# STORED DATA

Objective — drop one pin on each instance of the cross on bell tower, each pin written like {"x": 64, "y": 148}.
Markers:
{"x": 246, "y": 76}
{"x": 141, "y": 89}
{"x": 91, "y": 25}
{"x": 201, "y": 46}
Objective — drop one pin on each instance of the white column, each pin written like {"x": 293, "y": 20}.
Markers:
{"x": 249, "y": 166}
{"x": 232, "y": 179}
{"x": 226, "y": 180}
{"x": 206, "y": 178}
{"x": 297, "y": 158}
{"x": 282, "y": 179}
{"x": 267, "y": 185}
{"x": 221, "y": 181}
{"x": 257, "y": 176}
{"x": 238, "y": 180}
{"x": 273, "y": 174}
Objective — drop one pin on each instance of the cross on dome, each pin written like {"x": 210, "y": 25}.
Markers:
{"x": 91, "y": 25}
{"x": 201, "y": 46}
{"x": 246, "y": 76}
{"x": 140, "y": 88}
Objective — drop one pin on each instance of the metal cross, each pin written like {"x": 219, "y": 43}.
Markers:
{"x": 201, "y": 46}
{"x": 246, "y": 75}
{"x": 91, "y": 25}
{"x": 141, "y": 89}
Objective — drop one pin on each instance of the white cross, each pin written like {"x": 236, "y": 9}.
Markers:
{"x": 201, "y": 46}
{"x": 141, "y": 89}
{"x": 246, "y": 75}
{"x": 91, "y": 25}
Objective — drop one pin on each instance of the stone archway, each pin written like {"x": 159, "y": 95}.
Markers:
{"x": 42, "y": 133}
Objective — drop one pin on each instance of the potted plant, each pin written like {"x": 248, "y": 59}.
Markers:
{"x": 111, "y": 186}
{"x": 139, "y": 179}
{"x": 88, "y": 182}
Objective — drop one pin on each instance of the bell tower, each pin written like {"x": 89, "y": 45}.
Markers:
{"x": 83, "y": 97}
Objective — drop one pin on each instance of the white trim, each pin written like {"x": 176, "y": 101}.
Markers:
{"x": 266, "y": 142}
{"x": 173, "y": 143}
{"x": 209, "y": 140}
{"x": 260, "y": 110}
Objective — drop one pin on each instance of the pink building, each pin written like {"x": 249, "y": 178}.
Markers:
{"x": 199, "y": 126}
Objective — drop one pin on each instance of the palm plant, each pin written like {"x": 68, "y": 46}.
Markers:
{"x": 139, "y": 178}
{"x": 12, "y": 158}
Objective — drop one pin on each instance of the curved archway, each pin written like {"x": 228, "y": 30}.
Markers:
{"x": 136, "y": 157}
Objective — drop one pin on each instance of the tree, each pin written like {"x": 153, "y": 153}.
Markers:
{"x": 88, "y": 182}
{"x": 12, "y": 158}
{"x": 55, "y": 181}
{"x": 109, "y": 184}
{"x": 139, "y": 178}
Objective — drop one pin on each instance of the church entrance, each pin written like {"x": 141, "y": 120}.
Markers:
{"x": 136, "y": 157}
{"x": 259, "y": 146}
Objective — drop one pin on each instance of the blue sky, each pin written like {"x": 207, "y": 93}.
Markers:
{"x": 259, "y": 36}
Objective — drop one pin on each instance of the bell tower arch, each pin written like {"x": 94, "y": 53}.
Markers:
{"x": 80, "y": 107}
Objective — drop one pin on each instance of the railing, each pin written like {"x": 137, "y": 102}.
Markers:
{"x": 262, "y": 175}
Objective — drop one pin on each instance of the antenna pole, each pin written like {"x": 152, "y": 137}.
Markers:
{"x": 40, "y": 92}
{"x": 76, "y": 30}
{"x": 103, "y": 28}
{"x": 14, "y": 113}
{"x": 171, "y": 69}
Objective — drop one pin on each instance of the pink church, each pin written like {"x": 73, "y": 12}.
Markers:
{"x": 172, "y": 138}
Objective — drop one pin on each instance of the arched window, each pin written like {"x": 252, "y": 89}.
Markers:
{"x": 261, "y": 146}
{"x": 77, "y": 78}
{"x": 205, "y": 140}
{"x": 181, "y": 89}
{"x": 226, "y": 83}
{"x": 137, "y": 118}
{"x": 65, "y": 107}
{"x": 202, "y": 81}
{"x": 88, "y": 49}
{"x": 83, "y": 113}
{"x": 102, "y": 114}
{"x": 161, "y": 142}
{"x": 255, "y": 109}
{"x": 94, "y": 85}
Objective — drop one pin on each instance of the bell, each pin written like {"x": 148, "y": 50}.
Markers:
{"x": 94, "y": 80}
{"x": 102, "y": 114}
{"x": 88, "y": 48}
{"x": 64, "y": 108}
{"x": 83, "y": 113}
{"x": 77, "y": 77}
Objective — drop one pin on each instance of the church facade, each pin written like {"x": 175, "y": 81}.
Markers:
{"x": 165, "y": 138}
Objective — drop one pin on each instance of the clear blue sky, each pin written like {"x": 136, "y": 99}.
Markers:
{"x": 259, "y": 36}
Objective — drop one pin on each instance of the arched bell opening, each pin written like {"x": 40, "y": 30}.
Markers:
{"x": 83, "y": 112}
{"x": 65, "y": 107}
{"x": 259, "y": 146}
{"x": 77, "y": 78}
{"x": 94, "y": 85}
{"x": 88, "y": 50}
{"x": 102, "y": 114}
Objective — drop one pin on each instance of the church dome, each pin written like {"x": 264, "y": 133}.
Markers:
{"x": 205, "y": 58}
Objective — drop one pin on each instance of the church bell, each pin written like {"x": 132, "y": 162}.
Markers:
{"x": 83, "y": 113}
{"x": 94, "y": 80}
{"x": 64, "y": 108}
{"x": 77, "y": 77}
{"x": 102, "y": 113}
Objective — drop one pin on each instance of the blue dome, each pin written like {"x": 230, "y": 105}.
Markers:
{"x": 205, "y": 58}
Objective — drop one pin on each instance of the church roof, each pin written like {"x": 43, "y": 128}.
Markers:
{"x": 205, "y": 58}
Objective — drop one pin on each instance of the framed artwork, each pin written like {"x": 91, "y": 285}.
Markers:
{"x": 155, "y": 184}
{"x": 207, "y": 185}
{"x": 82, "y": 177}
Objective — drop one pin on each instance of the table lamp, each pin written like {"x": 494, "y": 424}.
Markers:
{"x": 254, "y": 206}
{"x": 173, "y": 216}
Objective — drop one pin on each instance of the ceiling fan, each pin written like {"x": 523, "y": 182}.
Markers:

# BRIEF
Update the material above by rewriting it with every "drop one pin" replaced by "place a single pin" and everything else left unchanged.

# THE COMPLETED TASK
Objective — place a single pin on each instance of the cross on bell tower, each pin written like {"x": 64, "y": 148}.
Markers:
{"x": 246, "y": 76}
{"x": 141, "y": 89}
{"x": 91, "y": 25}
{"x": 201, "y": 46}
Objective — place a single pin on each instance of the white column, each pin written like {"x": 293, "y": 20}.
Markers:
{"x": 249, "y": 166}
{"x": 232, "y": 179}
{"x": 226, "y": 180}
{"x": 206, "y": 178}
{"x": 297, "y": 158}
{"x": 282, "y": 179}
{"x": 267, "y": 185}
{"x": 221, "y": 181}
{"x": 257, "y": 176}
{"x": 238, "y": 180}
{"x": 273, "y": 174}
Objective — place a single pin on each instance of the cross on dome, each pin written like {"x": 210, "y": 25}.
Markers:
{"x": 91, "y": 25}
{"x": 201, "y": 46}
{"x": 246, "y": 76}
{"x": 140, "y": 88}
Objective — place a single pin on each instance of the metal cross, each pin written like {"x": 219, "y": 43}.
Markers:
{"x": 201, "y": 46}
{"x": 246, "y": 75}
{"x": 91, "y": 25}
{"x": 141, "y": 89}
Objective — place a single pin on each instance of the white cross, each pin written like {"x": 236, "y": 9}.
Markers:
{"x": 201, "y": 46}
{"x": 141, "y": 89}
{"x": 246, "y": 75}
{"x": 91, "y": 25}
Objective — place a single pin on each instance of the stone archway, each pin written like {"x": 159, "y": 95}.
Markers:
{"x": 42, "y": 133}
Objective — place a single pin on each instance of the potted plant, each pin written like {"x": 248, "y": 59}.
Markers:
{"x": 111, "y": 186}
{"x": 139, "y": 179}
{"x": 88, "y": 182}
Objective — place a single pin on each instance of the bell tower, each pin written like {"x": 89, "y": 45}.
Markers:
{"x": 83, "y": 97}
Objective — place a single pin on each instance of the white trim, each pin written like {"x": 176, "y": 101}.
Markers:
{"x": 266, "y": 142}
{"x": 173, "y": 143}
{"x": 209, "y": 140}
{"x": 260, "y": 110}
Objective — place a single pin on each instance of the pink building, each pin written like {"x": 249, "y": 178}.
Markers:
{"x": 199, "y": 126}
Objective — place a single pin on each instance of the palm plant, each pin written like {"x": 68, "y": 46}.
Markers:
{"x": 139, "y": 178}
{"x": 12, "y": 158}
Objective — place a single pin on each instance of the curved archway, each pin written like {"x": 228, "y": 30}.
Markers:
{"x": 136, "y": 157}
Objective — place a single pin on each instance of the tree, each pin written like {"x": 153, "y": 153}.
Markers:
{"x": 88, "y": 182}
{"x": 12, "y": 158}
{"x": 55, "y": 181}
{"x": 109, "y": 184}
{"x": 139, "y": 178}
Objective — place a single pin on each instance of the church entrance, each pin written like {"x": 141, "y": 120}.
Markers:
{"x": 136, "y": 157}
{"x": 259, "y": 146}
Objective — place a single pin on each instance of the blue sky, each pin written like {"x": 207, "y": 93}.
Markers:
{"x": 259, "y": 36}
Objective — place a single pin on each instance of the bell tower arch, each pin written like {"x": 94, "y": 53}.
Markers:
{"x": 80, "y": 107}
Objective — place a single pin on each instance of the railing, each pin written like {"x": 137, "y": 102}.
Markers:
{"x": 262, "y": 175}
Objective — place a single pin on each instance of the antenna pole, each pin written like {"x": 152, "y": 137}.
Markers:
{"x": 40, "y": 92}
{"x": 76, "y": 30}
{"x": 103, "y": 28}
{"x": 14, "y": 113}
{"x": 171, "y": 69}
Objective — place a single pin on each instance of the pink church, each pin written like {"x": 73, "y": 12}.
Markers:
{"x": 172, "y": 138}
Objective — place a single pin on each instance of the arched window, each pin written like {"x": 252, "y": 89}.
Markers:
{"x": 261, "y": 146}
{"x": 77, "y": 78}
{"x": 205, "y": 140}
{"x": 181, "y": 89}
{"x": 226, "y": 83}
{"x": 137, "y": 118}
{"x": 65, "y": 107}
{"x": 202, "y": 81}
{"x": 88, "y": 49}
{"x": 83, "y": 113}
{"x": 102, "y": 114}
{"x": 161, "y": 142}
{"x": 255, "y": 109}
{"x": 94, "y": 85}
Objective — place a single pin on each instance of the bell, each pin written like {"x": 148, "y": 50}.
Markers:
{"x": 94, "y": 80}
{"x": 102, "y": 114}
{"x": 88, "y": 48}
{"x": 64, "y": 108}
{"x": 83, "y": 113}
{"x": 77, "y": 77}
Objective — place a single pin on each instance of the church facade, each pin written like {"x": 175, "y": 81}.
Markers:
{"x": 165, "y": 138}
Objective — place a single pin on each instance of the clear blue sky, each pin written like {"x": 136, "y": 99}.
Markers:
{"x": 259, "y": 36}
Objective — place a single pin on each instance of the arched bell opening, each pin written like {"x": 40, "y": 30}.
Markers:
{"x": 83, "y": 112}
{"x": 65, "y": 107}
{"x": 259, "y": 146}
{"x": 77, "y": 78}
{"x": 94, "y": 85}
{"x": 88, "y": 50}
{"x": 102, "y": 114}
Objective — place a single pin on each instance of the church dome, each pin written like {"x": 264, "y": 133}.
Markers:
{"x": 205, "y": 58}
Objective — place a single pin on each instance of the church bell, each pin written like {"x": 132, "y": 162}.
Markers:
{"x": 83, "y": 113}
{"x": 94, "y": 80}
{"x": 64, "y": 108}
{"x": 77, "y": 77}
{"x": 102, "y": 113}
Objective — place a single pin on each instance of the blue dome, each pin written like {"x": 230, "y": 105}.
Markers:
{"x": 205, "y": 58}
Objective — place a single pin on each instance of the church roof, each pin written like {"x": 43, "y": 128}.
Markers:
{"x": 205, "y": 58}
Objective — place a single pin on each instance of the framed artwork, each pin written like {"x": 91, "y": 285}.
Markers:
{"x": 155, "y": 184}
{"x": 207, "y": 185}
{"x": 82, "y": 177}
Objective — place a single pin on each instance of the table lamp, each pin written like {"x": 494, "y": 424}.
Markers:
{"x": 254, "y": 206}
{"x": 173, "y": 216}
Objective — place a single pin on each instance of the ceiling fan, each pin written like {"x": 523, "y": 182}.
Markers:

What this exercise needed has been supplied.